▶ **Written instruction**: Reproduce all of the lines below word for word, leaving out the pictures.
BEGIN Dataset entries
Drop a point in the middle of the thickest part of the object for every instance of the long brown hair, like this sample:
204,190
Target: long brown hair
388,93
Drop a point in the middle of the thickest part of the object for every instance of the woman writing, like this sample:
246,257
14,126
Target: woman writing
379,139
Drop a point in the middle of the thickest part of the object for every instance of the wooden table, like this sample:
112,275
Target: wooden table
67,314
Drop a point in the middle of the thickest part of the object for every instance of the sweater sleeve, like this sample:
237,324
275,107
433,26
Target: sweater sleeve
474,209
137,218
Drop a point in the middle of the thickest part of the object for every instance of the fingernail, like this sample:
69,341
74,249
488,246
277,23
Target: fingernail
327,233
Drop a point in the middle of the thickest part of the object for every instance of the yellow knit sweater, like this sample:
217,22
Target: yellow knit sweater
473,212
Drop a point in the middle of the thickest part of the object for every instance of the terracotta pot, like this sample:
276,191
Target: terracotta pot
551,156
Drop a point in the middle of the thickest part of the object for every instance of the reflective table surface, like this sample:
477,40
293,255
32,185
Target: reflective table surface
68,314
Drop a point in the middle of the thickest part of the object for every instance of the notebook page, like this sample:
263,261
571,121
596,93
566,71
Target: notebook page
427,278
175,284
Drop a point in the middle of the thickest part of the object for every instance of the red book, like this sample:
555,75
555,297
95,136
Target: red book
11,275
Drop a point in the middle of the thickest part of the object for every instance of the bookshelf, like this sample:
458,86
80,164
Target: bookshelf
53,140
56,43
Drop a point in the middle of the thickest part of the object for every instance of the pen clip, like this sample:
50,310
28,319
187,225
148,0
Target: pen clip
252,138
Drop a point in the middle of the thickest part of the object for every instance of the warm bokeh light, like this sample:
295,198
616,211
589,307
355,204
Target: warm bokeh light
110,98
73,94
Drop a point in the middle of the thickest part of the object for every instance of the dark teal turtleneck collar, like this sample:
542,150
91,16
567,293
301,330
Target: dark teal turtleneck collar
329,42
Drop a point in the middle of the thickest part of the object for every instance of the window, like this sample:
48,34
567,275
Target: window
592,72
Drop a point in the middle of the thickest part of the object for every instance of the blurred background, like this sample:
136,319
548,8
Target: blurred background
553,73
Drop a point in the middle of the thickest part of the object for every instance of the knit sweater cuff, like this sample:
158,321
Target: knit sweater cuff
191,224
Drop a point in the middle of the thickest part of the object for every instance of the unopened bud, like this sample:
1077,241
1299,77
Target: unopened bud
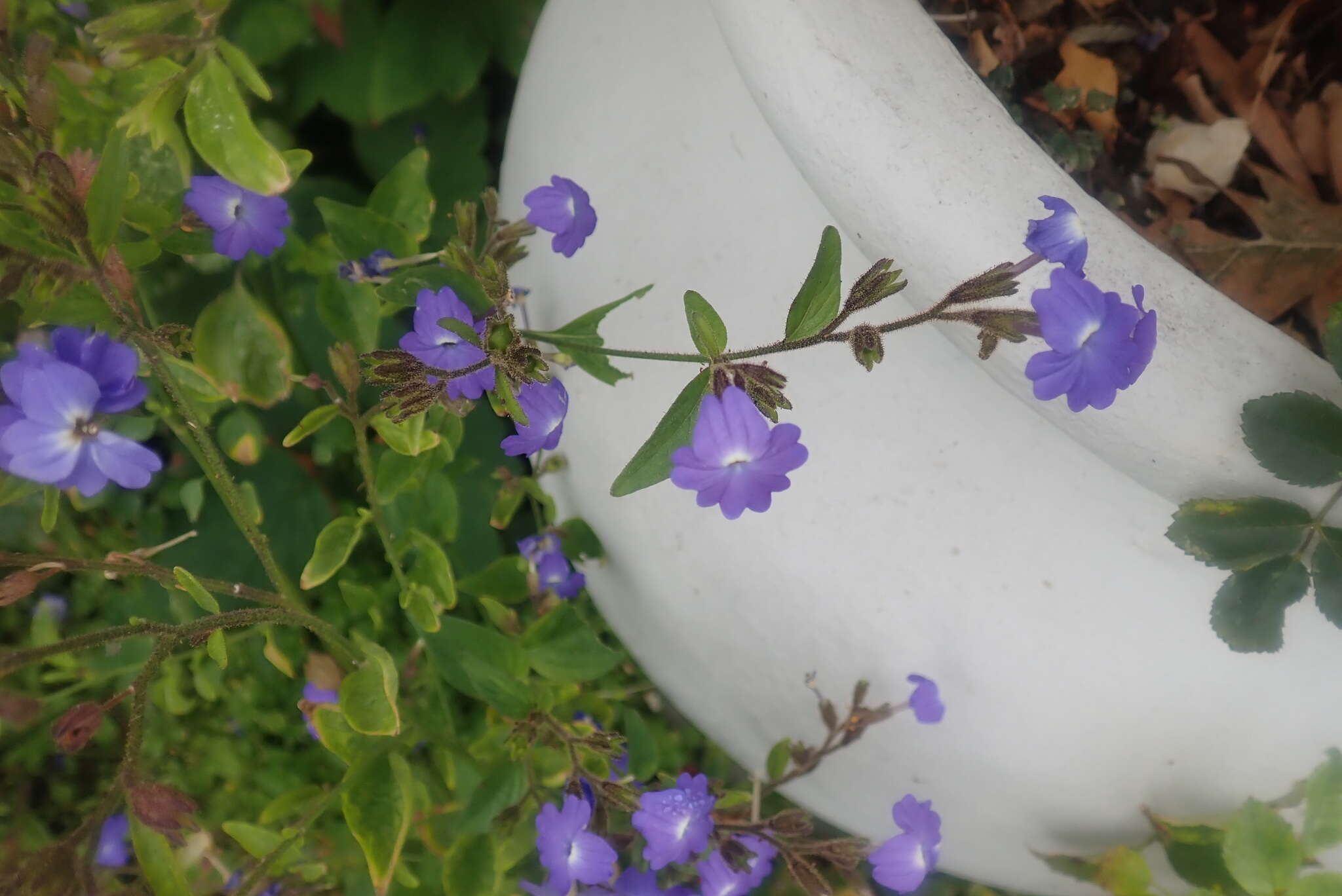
END Dataset entries
▶ **Written response**:
Drop a point in the middle of the thickest part of the object for every instance of the long brown hair, like this sample:
204,190
Target: long brown hair
388,93
Drop a point in the middle of the thickest part of the object for every instance of the woman writing, like this sample:
246,257
14,126
Target: woman writing
379,139
Drop a point in the middle of the thickest part of the object for every instance of the wooden table, like this sample:
112,275
Target: wooden table
67,314
Drop a point in the middle of the thickest part of the object for every instance of the sweater sleeve, like this sample:
237,324
275,107
433,26
Target: sweater sleeve
474,209
137,218
Drop a point in the middle of the thickest part of the object for every instance of the fingernail, like this sample:
69,341
74,249
488,246
277,23
Target: fingernail
327,233
Drop a point in the middle of the thickest part of the object for every instance of the yellow knit sweater, like this sample:
217,22
Target: yellow knit sweater
473,212
Drop a point in the middle of the thickest part of the object for every instance of the terracotta pot, like this sample:
276,191
Target: terracotta pot
551,156
Drop a point in the middle of the thickest part of the object for every instance of the reflective table surface, like this sample:
477,40
293,255
32,185
Target: reflective table surface
68,314
Drop a point in the middle of the thickest part of the object for every instance of the notebook page, like this sample:
263,261
571,121
596,93
566,71
Target: notebook page
427,278
175,284
Drop a point in the middle of the thickest part of the object for every instance of the red book, like this sample:
555,75
555,297
95,136
Target: red book
11,275
Drop a point in the middle of the thickest part of the object for every instance of the bookshelf, like this sample:
458,86
80,164
Target: bookshelf
53,140
56,43
Drop a point in the middle of the thickest part of the object for every instance of the pen clip, like this sample:
50,310
28,319
187,225
148,0
Target: pen clip
252,138
Drop a point in the middle of the thickest part of the object for every instance of the warm bokeh light, like this sample:
295,198
616,211
589,307
355,204
Target: warm bokeh light
110,98
73,94
Drop a point in the middle of the thickest part of the object for every instance of the dark teal turtleneck collar, like this sample:
542,150
91,16
567,293
301,330
Target: dark teal turtleneck collar
329,42
Drop a point in the middle of the thickest part of the object for every instance of the window, like this sample:
48,34
567,275
Target: window
592,72
Drop a point in the middle of the thickest part of the object for every instance of the blurred background, like this sample:
136,319
548,8
Target: blurred background
553,73
Drop a point in the middle of the thickest part of the object for every instance of the knit sweater cuff, like this sample:
158,321
Target: knit sweater cuff
191,224
Drop a point in the middle of the thickest part of the object for every instance of the unopened bud, like this sample:
1077,241
1299,77
Target: unopened bud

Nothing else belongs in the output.